● Kaynak Metin:
Çocuklar; çocukluklarını yaşasınlar ve doya doya çocuk olsunlar diye “Bayramlar” gelsin içimize…
Bayramlar; sevinç ve mutluluk kaynağı, dostluğun ve sevginin doruğa eriştiği günler. En çok da çocuklar gelir bayram deyince akla… Çünkü bayram en çok onları sevindirir, mutlu eder. Yeni giysilerini giyinmiş, gözleri ışıl ışıl parlayan çocuklar bayramların gülen yüzü değil midir? Modernleşme karşısında yok olmamak için direnç gösteren kültürel değerlerin başında bayramlarımız geliyor. Özellikle çalışan kesim için sadece tatil anlamına gelen bayramların, çocuklar için hala ayrı bir önemi yok mu?
Bayramları sevmeyen çocuk yoktur herhalde… Ziyaretler, sıcak ilişkiler, çikolatalar, şekerler, bayramlık kıyafetler, bayram harçlığı… Çocuk dünyasında bayramla ilgili çok sıcak ve güzel izlenimler bırakır. Çocuk öncelikle kendisine verilen hediyeler, harçlıklar vb. olduğu için sever bayramları. Sonra ziyaretlerin yoğun olması, buralarda yaşanan neşe ve mutluluk çocuğun sevincini daha da artırır. Somut olarak bu yaşadıkları çok önemlidir çünkü duygu ve düşünce dünyasında yaşadığı güzellikler yaşın ilerlemesi ve soyut döneme geçmesiyle birlikte çocukta bayramın anlamı daha bir farklılaşır; idraki artar, bayramları artık maddi getirilerinden ziyade manevi getirilerinden dolayı sevmeye başlar. Bu bilincin yerleşmesinde elbette ana-babanın bakış açısı, gayreti, yaşayışı, sunma şekli çok önemlidir.
Bayramlar; çocukların kişiliğinin şekillenmesinde önemli bir yere sahiptir. Nitekim kişilik gelişiminin temelleri 6 yaşına kadar geçen dönemde atılmaktadır. Sosyal ilişkilerinin, gördüklerinin, yaşadıklarının, öğrendiklerinin hepsinin çocuğun hafızasında yeri vardır. Çünkü çocuklar, gözlem yapıp ve örnek alarak öğrenirler. Aile içinde bayramların önemsendiğini gördükçe, bayram keyfini yaşadıkça bayram gelenek ve göreneklerini benimseyip, kendilerinden sonraki nesillere aktarmak üzere içselleştirirler. Önemli olan diğer günlerde yaşanmayan, yaşanması mümkün olmayan, sadece bayramlara özgü keyifleri yaşatabilmektir.

● Yazılı Talimat 1: Bayramlarla ilgili metinde "Bayramları sevmeyen çocuk" ile "şekli çok önemlidir." arasındaki bölümü, bu ifadeler de dahil olmak üzere, hiçbir değişiklik yapmadan yeniden yazın.
Metin ile kayıtlar birbirinden bağımsız malzemelerdir.

● Veri Kesiti:
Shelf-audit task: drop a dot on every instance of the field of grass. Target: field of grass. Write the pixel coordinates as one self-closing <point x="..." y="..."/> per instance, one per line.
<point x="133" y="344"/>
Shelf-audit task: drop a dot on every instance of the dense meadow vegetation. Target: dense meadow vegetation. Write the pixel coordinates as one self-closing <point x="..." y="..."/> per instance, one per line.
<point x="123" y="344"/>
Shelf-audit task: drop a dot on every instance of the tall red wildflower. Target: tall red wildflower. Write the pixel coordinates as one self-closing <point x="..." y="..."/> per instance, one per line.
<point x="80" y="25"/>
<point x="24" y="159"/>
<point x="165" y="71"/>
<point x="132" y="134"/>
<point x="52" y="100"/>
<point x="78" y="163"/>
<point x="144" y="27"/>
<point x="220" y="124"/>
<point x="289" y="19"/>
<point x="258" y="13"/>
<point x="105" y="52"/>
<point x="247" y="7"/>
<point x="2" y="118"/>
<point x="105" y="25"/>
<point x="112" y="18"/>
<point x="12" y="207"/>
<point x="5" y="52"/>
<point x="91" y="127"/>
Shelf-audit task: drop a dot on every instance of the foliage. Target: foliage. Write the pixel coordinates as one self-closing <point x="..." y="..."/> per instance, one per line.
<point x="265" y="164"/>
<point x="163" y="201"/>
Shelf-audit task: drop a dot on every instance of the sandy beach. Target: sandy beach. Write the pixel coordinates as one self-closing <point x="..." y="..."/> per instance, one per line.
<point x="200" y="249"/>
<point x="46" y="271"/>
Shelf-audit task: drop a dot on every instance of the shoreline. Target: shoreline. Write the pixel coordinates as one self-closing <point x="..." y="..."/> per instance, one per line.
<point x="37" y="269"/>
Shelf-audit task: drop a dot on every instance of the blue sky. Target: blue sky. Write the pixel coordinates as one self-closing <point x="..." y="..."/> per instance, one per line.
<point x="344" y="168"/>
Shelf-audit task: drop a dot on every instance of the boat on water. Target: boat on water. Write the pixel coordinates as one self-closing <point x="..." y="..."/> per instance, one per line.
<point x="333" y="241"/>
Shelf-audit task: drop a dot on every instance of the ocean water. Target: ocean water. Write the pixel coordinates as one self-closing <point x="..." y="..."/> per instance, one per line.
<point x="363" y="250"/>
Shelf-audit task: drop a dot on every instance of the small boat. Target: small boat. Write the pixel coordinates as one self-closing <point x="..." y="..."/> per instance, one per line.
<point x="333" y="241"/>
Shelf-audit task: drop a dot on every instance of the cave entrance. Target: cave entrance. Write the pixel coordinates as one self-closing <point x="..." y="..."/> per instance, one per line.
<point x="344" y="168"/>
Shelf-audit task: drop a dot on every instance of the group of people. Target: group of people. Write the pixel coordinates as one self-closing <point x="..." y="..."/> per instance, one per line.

● Yazılı Talimat 2: Kayıtlarda "Shelf-audit task: drop a dot on every instance of the small" ifadesini içeren satırdan kayıtların sonuna kadar uzanan satırları, her iki uç da dahil, aynen yazın.

● Beklenen Çıktı 1:
Bayramları sevmeyen çocuk yoktur herhalde… Ziyaretler, sıcak ilişkiler, çikolatalar, şekerler, bayramlık kıyafetler, bayram harçlığı… Çocuk dünyasında bayramla ilgili çok sıcak ve güzel izlenimler bırakır. Çocuk öncelikle kendisine verilen hediyeler, harçlıklar vb. olduğu için sever bayramları. Sonra ziyaretlerin yoğun olması, buralarda yaşanan neşe ve mutluluk çocuğun sevincini daha da artırır. Somut olarak bu yaşadıkları çok önemlidir çünkü duygu ve düşünce dünyasında yaşadığı güzellikler yaşın ilerlemesi ve soyut döneme geçmesiyle birlikte çocukta bayramın anlamı daha bir farklılaşır; idraki artar, bayramları artık maddi getirilerinden ziyade manevi getirilerinden dolayı sevmeye başlar. Bu bilincin yerleşmesinde elbette ana-babanın bakış açısı, gayreti, yaşayışı, sunma şekli çok önemlidir.

● Beklenen Çıktı 2:
Shelf-audit task: drop a dot on every instance of the small boat. Target: small boat. Write the pixel coordinates as one self-closing <point x="..." y="..."/> per instance, one per line.
<point x="333" y="241"/>
Shelf-audit task: drop a dot on every instance of the cave entrance. Target: cave entrance. Write the pixel coordinates as one self-closing <point x="..." y="..."/> per instance, one per line.
<point x="344" y="168"/>
Shelf-audit task: drop a dot on every instance of the group of people. Target: group of people. Write the pixel coordinates as one self-closing <point x="..." y="..."/> per instance, one per line.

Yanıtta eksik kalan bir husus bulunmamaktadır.